• _Stated problem_
Reproduce the entries from the line containing "Task: indicate the dark wet" through the end of the entries, both ends included. Keep the requests and their sample coordinates unchanged, multiply every answer point coordinate by 2.4 and round to whole numbers with halves going up, and leave the pictures out of the output.

• _Given records_
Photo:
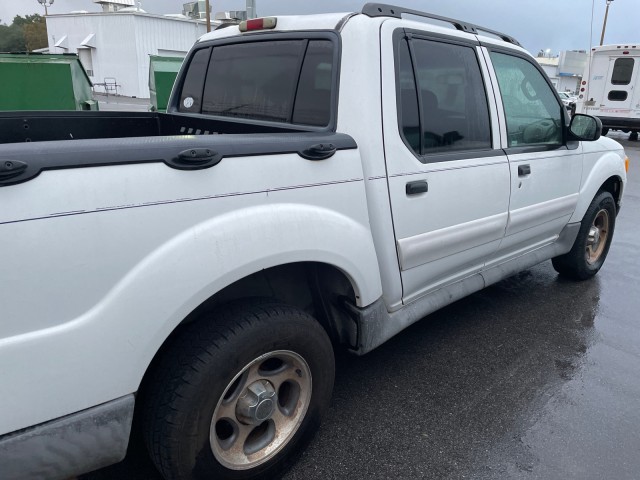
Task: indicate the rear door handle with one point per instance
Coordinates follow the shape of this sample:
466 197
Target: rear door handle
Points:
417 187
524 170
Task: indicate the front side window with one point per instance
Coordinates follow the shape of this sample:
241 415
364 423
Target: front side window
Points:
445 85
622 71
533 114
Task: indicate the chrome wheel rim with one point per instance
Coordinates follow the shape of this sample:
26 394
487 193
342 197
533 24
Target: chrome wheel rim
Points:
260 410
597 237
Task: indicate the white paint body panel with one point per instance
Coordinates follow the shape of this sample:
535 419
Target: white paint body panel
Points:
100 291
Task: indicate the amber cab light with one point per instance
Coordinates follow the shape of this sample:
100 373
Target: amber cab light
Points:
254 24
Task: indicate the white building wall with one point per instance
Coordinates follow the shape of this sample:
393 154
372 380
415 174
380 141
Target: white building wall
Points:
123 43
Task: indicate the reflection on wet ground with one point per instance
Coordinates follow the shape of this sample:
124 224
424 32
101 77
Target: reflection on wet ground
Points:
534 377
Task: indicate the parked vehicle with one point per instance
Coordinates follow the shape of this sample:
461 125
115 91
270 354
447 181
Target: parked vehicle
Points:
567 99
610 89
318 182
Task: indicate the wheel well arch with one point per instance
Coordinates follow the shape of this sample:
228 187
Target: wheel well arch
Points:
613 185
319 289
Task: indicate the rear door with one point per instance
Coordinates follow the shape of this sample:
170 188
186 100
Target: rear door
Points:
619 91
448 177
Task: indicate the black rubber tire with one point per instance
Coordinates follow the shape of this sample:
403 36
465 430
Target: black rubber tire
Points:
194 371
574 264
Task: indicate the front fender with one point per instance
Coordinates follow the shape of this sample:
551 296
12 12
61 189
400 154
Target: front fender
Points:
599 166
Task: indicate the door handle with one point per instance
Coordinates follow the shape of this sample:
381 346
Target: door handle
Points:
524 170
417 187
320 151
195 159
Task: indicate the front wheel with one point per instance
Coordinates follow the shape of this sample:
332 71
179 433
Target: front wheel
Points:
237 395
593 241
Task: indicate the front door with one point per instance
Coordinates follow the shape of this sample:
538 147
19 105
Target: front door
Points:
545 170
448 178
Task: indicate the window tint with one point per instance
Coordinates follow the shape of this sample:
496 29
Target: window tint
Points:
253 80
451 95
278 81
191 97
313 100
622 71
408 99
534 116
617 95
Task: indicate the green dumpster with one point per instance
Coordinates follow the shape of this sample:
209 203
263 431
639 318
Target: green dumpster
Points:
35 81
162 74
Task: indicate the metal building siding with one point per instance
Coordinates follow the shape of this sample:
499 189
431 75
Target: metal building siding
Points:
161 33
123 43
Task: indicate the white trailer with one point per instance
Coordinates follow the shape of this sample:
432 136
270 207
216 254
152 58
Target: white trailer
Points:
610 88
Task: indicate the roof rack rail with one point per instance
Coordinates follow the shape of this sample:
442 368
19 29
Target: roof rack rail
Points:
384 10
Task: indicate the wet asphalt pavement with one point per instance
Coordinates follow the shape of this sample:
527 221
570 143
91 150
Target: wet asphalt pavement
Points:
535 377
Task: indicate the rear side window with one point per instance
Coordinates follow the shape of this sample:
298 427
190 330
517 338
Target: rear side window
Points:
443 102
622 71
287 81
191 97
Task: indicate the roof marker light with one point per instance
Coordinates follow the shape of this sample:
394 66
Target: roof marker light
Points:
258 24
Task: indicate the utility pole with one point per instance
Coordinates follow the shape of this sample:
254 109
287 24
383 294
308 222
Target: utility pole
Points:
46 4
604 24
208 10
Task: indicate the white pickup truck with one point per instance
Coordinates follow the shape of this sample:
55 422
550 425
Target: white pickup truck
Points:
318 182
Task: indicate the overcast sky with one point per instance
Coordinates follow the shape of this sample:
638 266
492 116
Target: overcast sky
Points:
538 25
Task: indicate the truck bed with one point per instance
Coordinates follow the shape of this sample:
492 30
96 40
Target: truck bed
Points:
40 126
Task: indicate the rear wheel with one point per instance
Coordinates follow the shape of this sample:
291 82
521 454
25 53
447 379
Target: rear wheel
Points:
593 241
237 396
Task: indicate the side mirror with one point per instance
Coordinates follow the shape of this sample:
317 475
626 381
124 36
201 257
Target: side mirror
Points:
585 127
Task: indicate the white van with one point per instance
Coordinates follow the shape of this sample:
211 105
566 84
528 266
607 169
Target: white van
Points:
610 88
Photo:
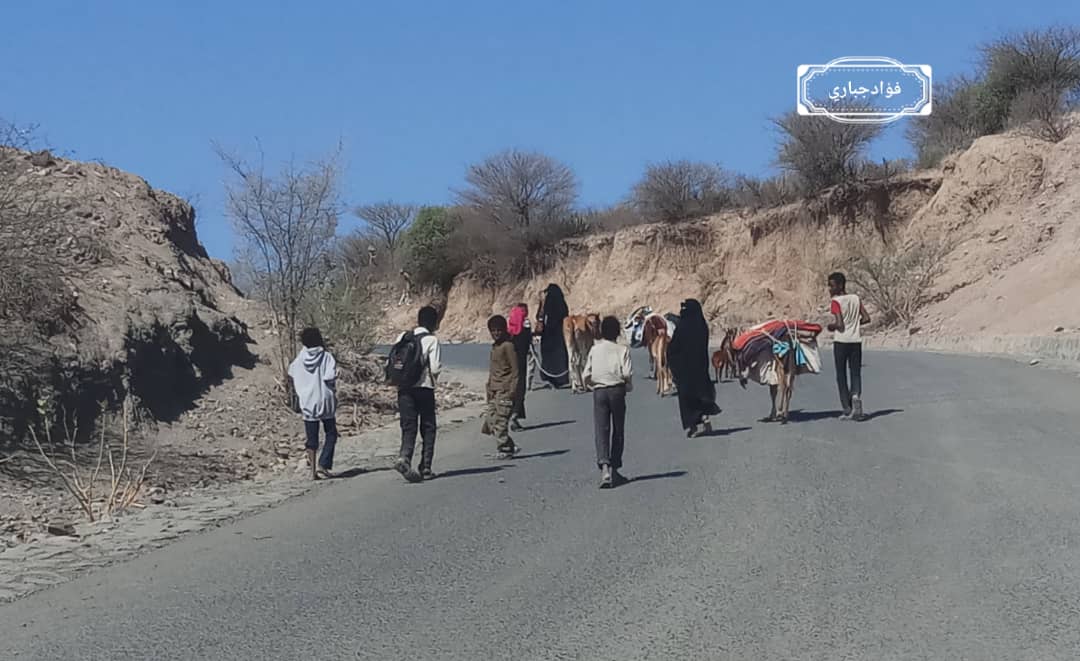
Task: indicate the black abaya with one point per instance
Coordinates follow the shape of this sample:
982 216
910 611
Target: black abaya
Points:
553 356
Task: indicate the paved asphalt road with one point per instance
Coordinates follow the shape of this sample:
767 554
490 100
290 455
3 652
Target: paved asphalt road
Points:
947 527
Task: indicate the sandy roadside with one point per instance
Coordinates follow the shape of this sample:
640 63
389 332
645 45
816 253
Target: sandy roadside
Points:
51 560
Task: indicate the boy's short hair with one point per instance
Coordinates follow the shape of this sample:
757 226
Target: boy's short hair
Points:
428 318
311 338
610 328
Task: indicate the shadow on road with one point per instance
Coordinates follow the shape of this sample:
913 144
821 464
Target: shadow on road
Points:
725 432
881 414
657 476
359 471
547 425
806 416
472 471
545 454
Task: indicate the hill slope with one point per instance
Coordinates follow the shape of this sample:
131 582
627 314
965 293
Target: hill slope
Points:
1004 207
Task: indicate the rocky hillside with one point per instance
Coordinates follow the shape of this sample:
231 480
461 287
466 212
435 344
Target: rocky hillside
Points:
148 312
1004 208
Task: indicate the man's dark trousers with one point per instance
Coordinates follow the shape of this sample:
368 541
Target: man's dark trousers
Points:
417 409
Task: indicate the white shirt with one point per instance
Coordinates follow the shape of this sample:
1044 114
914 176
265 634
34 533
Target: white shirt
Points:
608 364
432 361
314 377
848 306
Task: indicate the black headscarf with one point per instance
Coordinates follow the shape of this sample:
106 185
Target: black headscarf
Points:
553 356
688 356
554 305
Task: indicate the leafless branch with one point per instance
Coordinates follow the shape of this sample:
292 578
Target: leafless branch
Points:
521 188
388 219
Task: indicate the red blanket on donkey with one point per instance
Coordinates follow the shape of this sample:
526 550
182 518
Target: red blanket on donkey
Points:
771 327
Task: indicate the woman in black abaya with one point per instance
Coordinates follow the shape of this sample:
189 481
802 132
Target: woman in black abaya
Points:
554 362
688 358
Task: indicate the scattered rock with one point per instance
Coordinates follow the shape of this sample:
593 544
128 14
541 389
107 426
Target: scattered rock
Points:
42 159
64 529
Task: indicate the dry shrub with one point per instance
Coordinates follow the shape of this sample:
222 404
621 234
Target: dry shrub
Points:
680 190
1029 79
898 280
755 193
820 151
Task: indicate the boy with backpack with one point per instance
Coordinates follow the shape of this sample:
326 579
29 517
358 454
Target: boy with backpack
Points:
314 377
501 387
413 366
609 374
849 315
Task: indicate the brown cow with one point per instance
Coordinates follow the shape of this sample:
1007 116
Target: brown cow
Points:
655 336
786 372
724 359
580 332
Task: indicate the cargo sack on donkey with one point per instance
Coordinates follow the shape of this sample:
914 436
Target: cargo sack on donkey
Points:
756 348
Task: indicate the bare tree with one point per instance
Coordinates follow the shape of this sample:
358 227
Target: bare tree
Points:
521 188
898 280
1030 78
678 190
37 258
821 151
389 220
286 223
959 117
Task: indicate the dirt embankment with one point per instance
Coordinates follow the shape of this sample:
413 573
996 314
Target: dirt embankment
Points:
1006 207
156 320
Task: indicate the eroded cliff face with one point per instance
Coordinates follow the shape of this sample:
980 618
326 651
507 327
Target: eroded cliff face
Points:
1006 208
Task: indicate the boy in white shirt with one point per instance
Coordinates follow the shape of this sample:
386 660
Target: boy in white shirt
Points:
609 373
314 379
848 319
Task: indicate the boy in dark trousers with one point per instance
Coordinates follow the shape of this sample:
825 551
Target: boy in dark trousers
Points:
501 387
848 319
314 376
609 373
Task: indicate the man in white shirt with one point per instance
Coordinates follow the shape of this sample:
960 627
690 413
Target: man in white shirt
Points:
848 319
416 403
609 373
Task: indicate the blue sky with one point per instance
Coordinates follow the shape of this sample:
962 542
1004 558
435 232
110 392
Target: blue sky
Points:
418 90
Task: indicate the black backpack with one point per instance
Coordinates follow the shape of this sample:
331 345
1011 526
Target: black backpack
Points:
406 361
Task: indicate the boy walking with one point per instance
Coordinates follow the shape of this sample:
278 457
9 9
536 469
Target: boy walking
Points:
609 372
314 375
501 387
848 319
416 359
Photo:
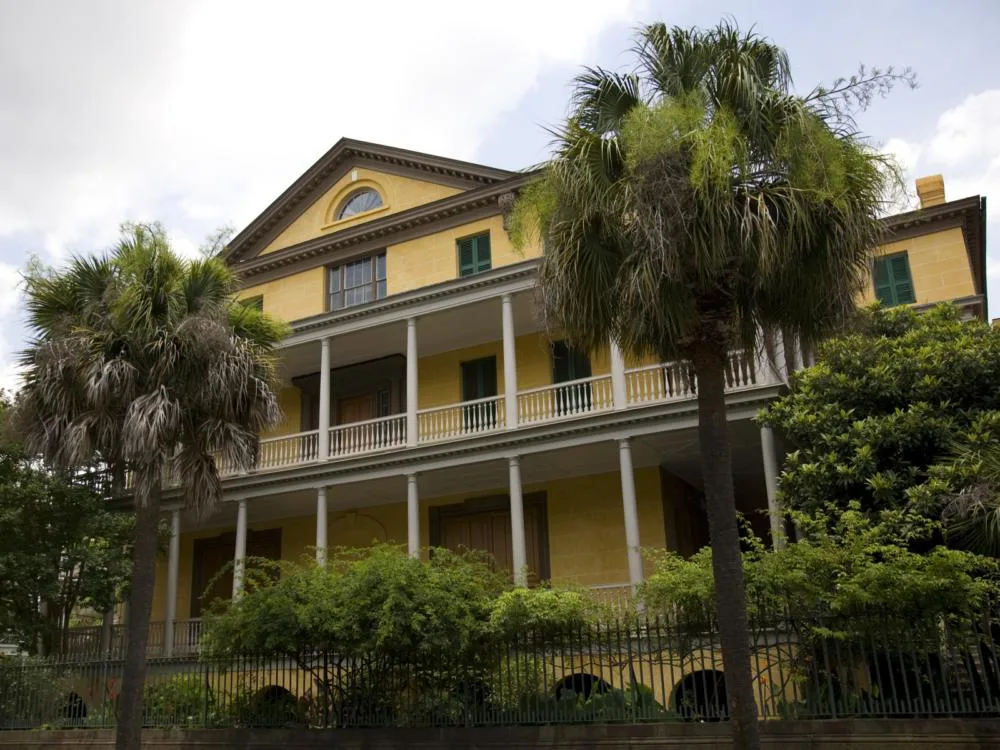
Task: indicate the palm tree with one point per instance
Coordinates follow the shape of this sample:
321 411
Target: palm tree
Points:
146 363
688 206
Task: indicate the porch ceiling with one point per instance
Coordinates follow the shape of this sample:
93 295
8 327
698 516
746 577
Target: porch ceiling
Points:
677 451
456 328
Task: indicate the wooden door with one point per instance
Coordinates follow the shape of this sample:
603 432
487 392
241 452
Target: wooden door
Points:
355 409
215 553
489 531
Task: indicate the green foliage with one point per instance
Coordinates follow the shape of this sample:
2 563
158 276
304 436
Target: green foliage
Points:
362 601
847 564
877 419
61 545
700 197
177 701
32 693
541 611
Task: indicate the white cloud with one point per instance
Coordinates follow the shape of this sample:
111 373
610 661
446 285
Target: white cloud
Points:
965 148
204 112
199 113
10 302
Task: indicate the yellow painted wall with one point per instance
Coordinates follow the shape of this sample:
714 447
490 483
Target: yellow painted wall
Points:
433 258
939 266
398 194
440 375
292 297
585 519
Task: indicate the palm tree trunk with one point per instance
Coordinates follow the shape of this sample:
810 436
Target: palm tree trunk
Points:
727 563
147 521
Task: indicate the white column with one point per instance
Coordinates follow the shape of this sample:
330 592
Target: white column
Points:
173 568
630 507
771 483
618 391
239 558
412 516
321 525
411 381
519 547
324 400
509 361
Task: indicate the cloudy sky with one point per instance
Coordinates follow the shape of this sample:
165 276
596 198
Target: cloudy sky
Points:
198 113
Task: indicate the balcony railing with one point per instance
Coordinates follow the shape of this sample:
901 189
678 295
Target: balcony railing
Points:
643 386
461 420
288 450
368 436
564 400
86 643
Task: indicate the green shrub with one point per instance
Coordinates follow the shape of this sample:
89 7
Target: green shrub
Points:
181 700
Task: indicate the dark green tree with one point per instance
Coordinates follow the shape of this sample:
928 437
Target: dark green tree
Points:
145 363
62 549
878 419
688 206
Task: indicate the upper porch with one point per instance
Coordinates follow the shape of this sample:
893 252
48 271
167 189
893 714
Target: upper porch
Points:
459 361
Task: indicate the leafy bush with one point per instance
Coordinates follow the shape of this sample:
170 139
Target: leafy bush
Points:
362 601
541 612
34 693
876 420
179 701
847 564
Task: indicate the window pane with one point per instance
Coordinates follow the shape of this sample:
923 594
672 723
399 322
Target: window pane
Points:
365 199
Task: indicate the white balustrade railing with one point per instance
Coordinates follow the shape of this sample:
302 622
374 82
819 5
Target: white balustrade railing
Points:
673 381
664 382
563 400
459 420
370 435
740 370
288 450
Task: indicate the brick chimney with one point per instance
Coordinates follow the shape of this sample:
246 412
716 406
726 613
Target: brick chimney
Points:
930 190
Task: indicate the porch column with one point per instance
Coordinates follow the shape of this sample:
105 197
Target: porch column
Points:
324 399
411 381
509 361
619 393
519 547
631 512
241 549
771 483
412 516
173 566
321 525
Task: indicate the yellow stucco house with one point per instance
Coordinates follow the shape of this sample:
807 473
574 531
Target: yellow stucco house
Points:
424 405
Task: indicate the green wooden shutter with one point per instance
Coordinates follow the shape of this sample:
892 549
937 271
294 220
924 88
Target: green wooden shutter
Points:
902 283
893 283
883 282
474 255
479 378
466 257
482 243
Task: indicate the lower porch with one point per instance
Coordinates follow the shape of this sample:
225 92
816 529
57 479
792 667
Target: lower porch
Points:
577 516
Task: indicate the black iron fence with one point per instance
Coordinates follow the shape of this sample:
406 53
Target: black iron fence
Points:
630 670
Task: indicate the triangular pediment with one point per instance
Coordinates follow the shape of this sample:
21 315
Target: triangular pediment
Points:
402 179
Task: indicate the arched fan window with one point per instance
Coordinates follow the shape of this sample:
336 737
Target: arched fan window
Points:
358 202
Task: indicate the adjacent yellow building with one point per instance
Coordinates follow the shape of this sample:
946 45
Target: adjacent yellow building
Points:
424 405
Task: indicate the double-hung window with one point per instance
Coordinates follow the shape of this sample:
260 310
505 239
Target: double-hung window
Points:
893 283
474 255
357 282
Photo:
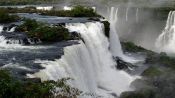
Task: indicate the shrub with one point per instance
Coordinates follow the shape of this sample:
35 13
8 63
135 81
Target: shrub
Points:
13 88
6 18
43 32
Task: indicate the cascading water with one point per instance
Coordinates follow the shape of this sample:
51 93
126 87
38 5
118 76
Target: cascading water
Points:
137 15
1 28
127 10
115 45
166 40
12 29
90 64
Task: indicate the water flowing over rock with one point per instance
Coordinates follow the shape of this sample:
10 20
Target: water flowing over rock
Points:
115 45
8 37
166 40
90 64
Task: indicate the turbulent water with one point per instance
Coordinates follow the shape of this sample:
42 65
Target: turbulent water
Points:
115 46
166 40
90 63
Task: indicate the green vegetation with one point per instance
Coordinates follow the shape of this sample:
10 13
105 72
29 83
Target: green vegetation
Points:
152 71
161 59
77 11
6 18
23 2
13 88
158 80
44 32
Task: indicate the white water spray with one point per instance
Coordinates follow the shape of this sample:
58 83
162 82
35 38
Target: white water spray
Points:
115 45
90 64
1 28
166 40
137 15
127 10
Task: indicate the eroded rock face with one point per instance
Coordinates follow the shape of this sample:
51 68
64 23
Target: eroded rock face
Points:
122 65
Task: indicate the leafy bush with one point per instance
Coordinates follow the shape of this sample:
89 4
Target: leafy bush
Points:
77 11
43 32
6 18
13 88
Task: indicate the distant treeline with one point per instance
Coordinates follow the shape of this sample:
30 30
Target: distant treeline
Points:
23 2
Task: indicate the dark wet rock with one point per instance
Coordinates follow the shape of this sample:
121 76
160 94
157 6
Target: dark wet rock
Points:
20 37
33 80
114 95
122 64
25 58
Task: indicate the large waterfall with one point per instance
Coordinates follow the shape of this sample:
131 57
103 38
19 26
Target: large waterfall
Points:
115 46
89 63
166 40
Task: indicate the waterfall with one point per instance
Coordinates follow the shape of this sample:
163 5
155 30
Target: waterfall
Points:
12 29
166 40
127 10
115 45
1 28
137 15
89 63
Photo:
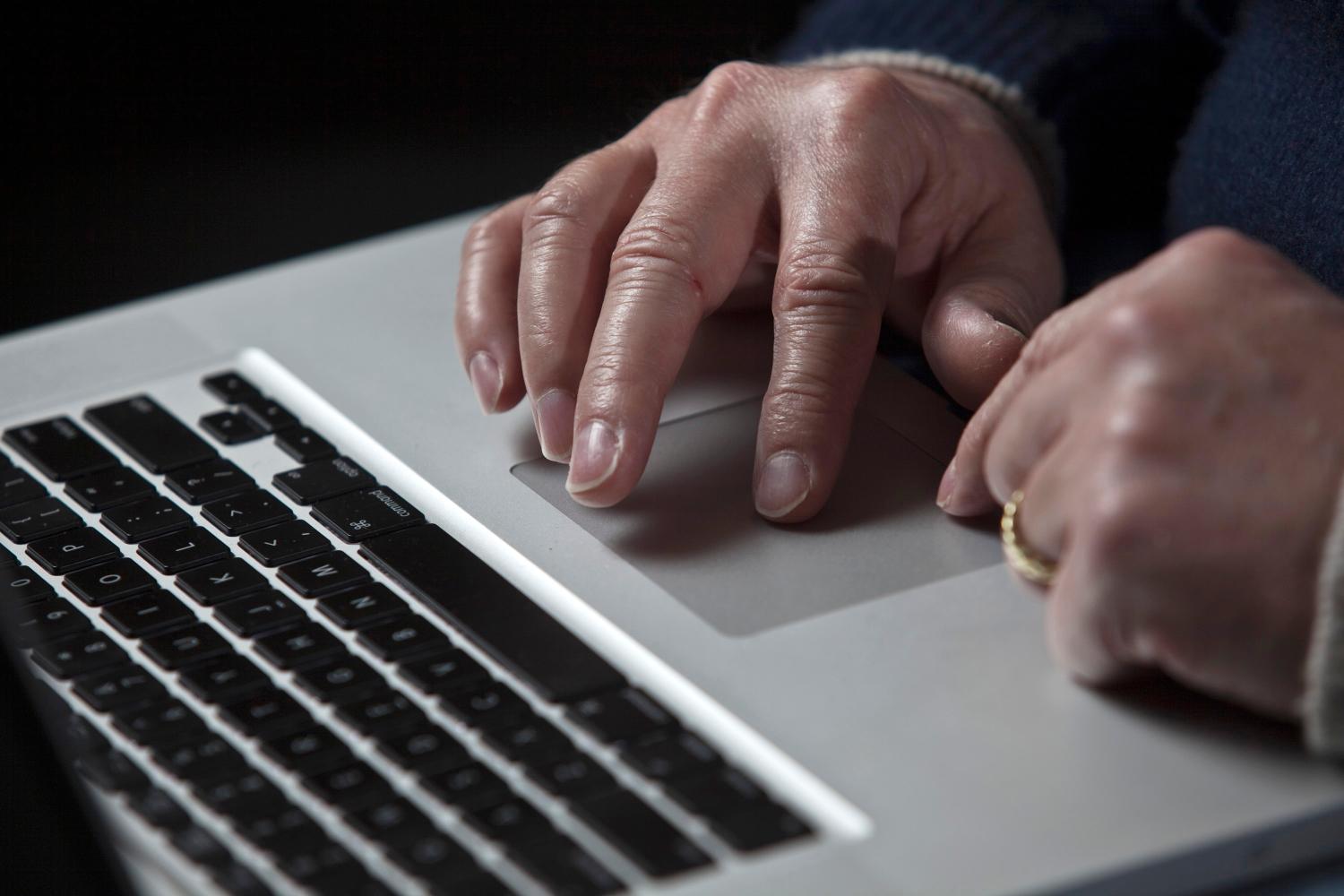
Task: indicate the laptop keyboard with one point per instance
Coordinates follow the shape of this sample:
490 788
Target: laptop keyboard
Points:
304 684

• _Exercise output_
Task: indicate the dark wet rock with one point per instance
Coordinates follow the shape of this sample:
121 76
160 94
157 6
Target: dark wet rock
Points:
48 89
79 192
274 228
293 154
60 139
Task: indicate the large waterfall with one point per instance
Coordinates follow the shape of this sample:
131 57
103 38
19 26
Target: large waterfall
Points:
276 110
214 151
398 96
Task: indicate the waterfall with one point per instance
Coordinates follow the shape of this sample:
163 5
155 30
Target: waterfall
Points:
29 70
398 96
305 24
276 108
2 67
329 36
214 151
Photo:
Task: indicate the laptop keyboard with one point per instance
Coordinates follow the shape of this sample:
490 788
Target: laptop keyboard
Points:
730 1642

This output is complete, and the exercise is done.